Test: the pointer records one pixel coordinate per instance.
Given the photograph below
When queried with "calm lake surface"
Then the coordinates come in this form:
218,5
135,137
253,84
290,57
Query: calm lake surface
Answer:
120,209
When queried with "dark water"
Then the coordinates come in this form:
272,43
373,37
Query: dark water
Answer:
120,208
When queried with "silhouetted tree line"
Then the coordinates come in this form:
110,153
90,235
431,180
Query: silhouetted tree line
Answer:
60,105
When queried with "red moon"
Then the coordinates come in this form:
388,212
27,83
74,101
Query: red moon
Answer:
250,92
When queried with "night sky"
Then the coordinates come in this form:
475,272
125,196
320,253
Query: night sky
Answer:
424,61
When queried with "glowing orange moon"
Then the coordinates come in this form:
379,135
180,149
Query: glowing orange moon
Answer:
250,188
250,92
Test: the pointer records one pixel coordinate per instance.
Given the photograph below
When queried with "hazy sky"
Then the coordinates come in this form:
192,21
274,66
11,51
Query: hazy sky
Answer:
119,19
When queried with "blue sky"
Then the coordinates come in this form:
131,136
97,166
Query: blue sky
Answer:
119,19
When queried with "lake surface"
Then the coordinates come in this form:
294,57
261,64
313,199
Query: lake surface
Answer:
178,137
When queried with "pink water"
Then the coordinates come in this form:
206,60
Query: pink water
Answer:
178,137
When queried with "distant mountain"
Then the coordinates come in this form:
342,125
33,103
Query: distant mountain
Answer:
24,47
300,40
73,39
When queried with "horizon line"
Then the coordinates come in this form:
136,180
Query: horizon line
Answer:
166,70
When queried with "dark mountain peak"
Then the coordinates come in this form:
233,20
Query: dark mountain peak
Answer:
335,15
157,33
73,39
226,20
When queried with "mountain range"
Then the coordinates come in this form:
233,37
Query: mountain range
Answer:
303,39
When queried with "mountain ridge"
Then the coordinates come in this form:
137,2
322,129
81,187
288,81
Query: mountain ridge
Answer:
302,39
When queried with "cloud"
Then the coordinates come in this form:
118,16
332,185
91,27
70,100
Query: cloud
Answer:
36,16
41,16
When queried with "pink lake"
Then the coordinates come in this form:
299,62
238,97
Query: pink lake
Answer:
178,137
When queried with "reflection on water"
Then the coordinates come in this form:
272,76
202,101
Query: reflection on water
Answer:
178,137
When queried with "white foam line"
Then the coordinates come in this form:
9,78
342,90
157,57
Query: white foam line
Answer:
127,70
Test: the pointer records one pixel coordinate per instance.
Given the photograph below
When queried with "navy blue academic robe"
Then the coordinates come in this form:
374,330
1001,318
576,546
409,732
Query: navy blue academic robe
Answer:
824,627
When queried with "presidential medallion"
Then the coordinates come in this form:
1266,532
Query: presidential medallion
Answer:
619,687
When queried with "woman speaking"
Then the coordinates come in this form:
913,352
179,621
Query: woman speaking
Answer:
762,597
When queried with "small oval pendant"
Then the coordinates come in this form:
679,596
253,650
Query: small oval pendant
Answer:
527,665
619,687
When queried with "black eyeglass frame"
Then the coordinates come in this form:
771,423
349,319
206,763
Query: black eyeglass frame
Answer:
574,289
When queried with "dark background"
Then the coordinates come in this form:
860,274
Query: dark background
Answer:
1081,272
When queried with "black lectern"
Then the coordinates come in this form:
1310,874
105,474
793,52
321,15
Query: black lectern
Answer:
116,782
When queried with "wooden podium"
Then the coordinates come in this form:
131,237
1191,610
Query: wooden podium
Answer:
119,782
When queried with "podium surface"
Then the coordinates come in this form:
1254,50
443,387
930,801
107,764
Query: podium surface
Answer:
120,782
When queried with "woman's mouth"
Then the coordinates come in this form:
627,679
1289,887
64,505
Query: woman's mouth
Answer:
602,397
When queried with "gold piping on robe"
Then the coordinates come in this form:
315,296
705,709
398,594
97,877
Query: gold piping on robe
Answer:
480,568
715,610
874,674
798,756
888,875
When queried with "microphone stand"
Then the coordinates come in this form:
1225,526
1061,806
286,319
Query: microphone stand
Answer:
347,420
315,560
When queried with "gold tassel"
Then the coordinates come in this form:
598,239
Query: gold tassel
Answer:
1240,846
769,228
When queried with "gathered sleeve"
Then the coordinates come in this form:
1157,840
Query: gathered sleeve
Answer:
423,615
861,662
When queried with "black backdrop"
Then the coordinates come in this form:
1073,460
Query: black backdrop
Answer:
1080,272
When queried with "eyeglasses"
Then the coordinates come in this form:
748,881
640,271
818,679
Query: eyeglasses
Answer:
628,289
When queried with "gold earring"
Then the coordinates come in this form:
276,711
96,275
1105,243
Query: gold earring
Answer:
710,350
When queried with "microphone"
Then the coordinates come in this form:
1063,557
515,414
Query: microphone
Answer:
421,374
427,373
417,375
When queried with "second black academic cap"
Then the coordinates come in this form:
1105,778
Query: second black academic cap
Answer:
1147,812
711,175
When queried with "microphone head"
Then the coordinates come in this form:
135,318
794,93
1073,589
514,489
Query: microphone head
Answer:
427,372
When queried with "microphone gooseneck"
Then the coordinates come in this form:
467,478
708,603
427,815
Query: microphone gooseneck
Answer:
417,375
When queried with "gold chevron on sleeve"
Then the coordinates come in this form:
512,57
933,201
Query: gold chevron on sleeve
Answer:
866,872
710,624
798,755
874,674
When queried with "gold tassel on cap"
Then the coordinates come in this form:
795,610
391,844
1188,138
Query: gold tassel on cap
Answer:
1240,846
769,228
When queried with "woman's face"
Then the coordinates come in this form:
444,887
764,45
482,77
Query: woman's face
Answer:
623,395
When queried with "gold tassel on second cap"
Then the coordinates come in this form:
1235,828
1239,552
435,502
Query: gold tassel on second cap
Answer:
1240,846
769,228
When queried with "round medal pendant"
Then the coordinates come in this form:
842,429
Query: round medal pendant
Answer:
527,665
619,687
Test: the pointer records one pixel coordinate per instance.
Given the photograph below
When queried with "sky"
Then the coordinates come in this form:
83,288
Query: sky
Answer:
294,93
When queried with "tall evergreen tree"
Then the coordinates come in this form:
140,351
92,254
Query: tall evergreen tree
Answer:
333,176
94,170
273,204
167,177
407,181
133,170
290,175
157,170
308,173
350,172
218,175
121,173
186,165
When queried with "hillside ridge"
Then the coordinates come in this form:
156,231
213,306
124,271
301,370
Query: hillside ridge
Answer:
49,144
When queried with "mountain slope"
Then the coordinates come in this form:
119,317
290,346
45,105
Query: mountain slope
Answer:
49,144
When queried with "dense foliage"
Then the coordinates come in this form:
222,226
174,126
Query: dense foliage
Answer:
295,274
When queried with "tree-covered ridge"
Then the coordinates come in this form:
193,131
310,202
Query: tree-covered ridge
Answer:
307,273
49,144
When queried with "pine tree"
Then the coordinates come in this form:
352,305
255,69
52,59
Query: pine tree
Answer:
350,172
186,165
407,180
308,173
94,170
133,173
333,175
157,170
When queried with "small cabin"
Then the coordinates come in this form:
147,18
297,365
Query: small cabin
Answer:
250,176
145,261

· · ·

Retype every entry above, word for word.

### SOLVED EXERCISE
Test: the pointer records one pixel coordinate per instance.
Given the photograph below
When queried with "calm lake surface"
Then the coordinates come in this form:
218,5
135,137
253,84
290,57
Query: calm lake surface
Answer:
120,209
When queried with "dark water"
Then the coordinates come in this form:
272,43
373,37
Query: dark water
Answer:
120,208
When queried with "silhouetted tree line"
Then the coordinates come in this form:
110,153
90,235
431,180
Query: silhouetted tree line
Answer:
60,105
When queried with "red moon"
Then the coordinates come in this form:
388,212
27,83
74,101
Query: red moon
Answer:
250,92
When queried with "night sky"
Then the coordinates come in this form:
475,272
125,196
320,253
Query: night sky
Answer:
424,61
When queried with "glowing orange moon"
Then the coordinates come in this form:
379,135
180,149
Query: glowing orange moon
Answer:
250,188
250,92
Test: the pointer records one pixel coordinate per instance.
Given the photograph below
When queried with "hazy sky"
Then the coordinates come in this form:
192,21
274,66
11,51
Query: hazy sky
Answer:
119,19
When queried with "blue sky"
Then the coordinates come in this form:
131,136
97,166
Query: blue sky
Answer:
119,19
When queried with "lake surface"
Then the coordinates come in this form:
294,57
261,64
313,199
Query: lake surface
Answer:
178,137
When queried with "pink water"
Then the coordinates come in this form:
206,60
Query: pink water
Answer:
178,137
When queried with "distant mountain"
Then the coordinates come in this form:
342,125
33,103
Query: distant mountain
Answer:
24,47
300,40
73,39
When queried with "horizon line"
Then the coordinates come in this form:
136,180
Query: horizon line
Answer:
166,70
When queried with "dark mountain peak"
Then the coordinates come in this form:
233,20
Query: dark mountain peak
Answer:
335,15
157,33
73,39
226,20
When queried with "mountain range"
Then the coordinates come in this form:
233,37
Query: mountain range
Answer:
303,39
When queried with "mountain ridge"
Then the coordinates come in this form:
137,2
322,129
81,187
288,81
Query: mountain ridge
Answer:
302,39
When queried with "cloud"
Then the coordinates come in this form:
118,16
332,185
91,27
70,100
Query: cloud
Answer:
36,16
41,16
When queried with "pink lake"
Then the coordinates come in this form:
299,62
238,97
Query: pink lake
Answer:
178,137
When queried with "reflection on water"
Then the coordinates come in this form:
272,76
202,101
Query: reflection on water
Answer:
178,137
When queried with "white foam line"
Then the coordinates come in this form:
9,78
342,90
157,57
Query: white foam line
Answer:
127,70
Test: the pointer records one pixel coordinate per instance.
Given the photograph below
When queried with "navy blue academic robe"
Then the coordinates come in this form:
374,330
1001,318
576,546
409,732
Query: navy blue academic robe
Answer:
824,627
When queried with "presidential medallion"
Then the coordinates come in this form:
1266,532
Query: presidential medallion
Answer:
619,687
When queried with "woman speaking"
Then the coordinates come in this form:
913,352
179,621
Query: woman speaking
Answer:
762,597
When queried with "small oval pendant"
Then the coordinates come in this form:
679,596
253,650
Query: small oval pendant
Answer:
527,665
619,687
When queried with "black eyeglass frame"
Then the coordinates come in this form:
771,423
349,319
206,763
Query: black eyeglass frame
Answer:
574,289
When queried with "dark background"
Then the coordinates come in this form:
860,274
Query: dark background
Answer:
1081,272
When queried with "black lectern"
Then the coordinates come in this form:
1310,874
105,474
793,52
321,15
Query: black lectern
Answer:
116,782
When queried with "wooden podium"
Then the coordinates come in this form:
131,237
1191,610
Query: wooden podium
Answer:
119,782
When queried with "podium surface"
Then the coordinates come in this form:
1254,50
443,387
930,801
107,764
Query: podium surface
Answer:
120,782
When queried with "woman's mouth"
Then the coordinates come in this form:
627,679
1289,887
64,505
Query: woman's mouth
Answer:
602,397
When queried with "gold piping on robe"
Then the coordinates come in this form:
315,296
705,709
398,594
97,877
Query: gold piping on robe
Answer:
480,568
715,610
874,674
798,756
888,875
When queried with "microphone stand"
Then the coordinates come in this form:
1225,526
1061,806
286,319
Query: microphone stand
Answer:
347,420
315,560
When queried with "gold tassel"
Then the coordinates come in this form:
598,239
Query: gold tassel
Answer:
1240,846
769,228
When queried with "gathered sleeve"
Then the coordinates come in this form:
1157,840
Query: gathered sleeve
Answer:
423,615
861,662
When queried with "black backdrop"
Then the coordinates come in this form:
1073,460
Query: black backdrop
Answer:
1080,272
When queried with "eyeglasses"
Then the coordinates come in this form:
748,881
640,271
818,679
Query: eyeglasses
Answer:
628,289
When queried with "gold earring"
Then the coordinates come in this form:
276,711
96,275
1105,243
Query: gold earring
Answer:
710,350
When queried with "microphone"
Then the coordinates come in this form:
1063,557
515,414
Query: microphone
Answer:
421,374
427,373
417,375
When queried with "second black academic cap"
Then the coordinates come in this form:
1105,778
Query: second black academic cap
Answer:
1147,812
711,175
When queried with "microphone head"
Then the coordinates come in this form:
135,318
794,93
1073,589
514,489
Query: microphone head
Answer:
427,372
When queried with "microphone gooseneck"
Then the coordinates come in this form:
467,478
708,603
427,815
Query: microphone gooseneck
Answer:
417,375
When queried with "gold chevron on sleeve"
Then the coordinates come in this form:
512,57
933,201
Query: gold chevron on sleeve
Answer:
866,872
710,624
798,755
874,674
When queried with "gold tassel on cap"
Then the coordinates come in this form:
795,610
391,844
1188,138
Query: gold tassel on cap
Answer:
1240,846
769,228
When queried with "woman's face"
Then the coordinates come in this form:
444,887
764,45
482,77
Query: woman's face
Answer:
623,395
When queried with "gold tassel on second cap"
Then the coordinates come in this form:
1235,828
1239,552
435,502
Query: gold tassel on second cap
Answer:
1240,846
769,228
When queried with "round medal pendant"
Then the coordinates come in this form:
842,429
Query: round medal pendant
Answer:
527,665
619,687
Test: the pointer records one pixel coordinate per instance.
Given the photograph below
When queried with "sky"
Then the coordinates come in this form:
83,288
Query: sky
Answer:
294,93
When queried with "tall evergreen tree"
Then the coordinates come in this form:
140,351
92,254
Query: tall evergreen tree
Answer:
333,176
94,170
273,204
167,177
407,181
133,170
290,175
157,170
308,173
350,172
218,175
121,173
186,165
When queried with "hillside ridge"
Then the coordinates come in this form:
156,231
213,306
124,271
301,370
Query: hillside ridge
Answer:
49,144
When queried with "mountain slope"
Then the coordinates come in this form:
119,317
290,346
45,105
Query: mountain slope
Answer:
49,144
When queried with "dense foliage"
Then the coordinates come in this form:
222,226
174,126
Query: dense foliage
Answer:
295,274
When queried with "tree-covered ridge"
Then the coordinates come in this form:
193,131
310,202
Query: tree-covered ridge
Answer:
307,273
49,144
When queried with "pine tree"
Then the coordinates come in this form:
352,305
255,69
52,59
Query: pine tree
Answer:
350,172
186,165
407,180
308,173
94,170
133,173
333,175
157,170
When queried with "small cabin"
Then the coordinates come in this form:
147,18
297,365
Query: small cabin
Answer:
250,176
145,261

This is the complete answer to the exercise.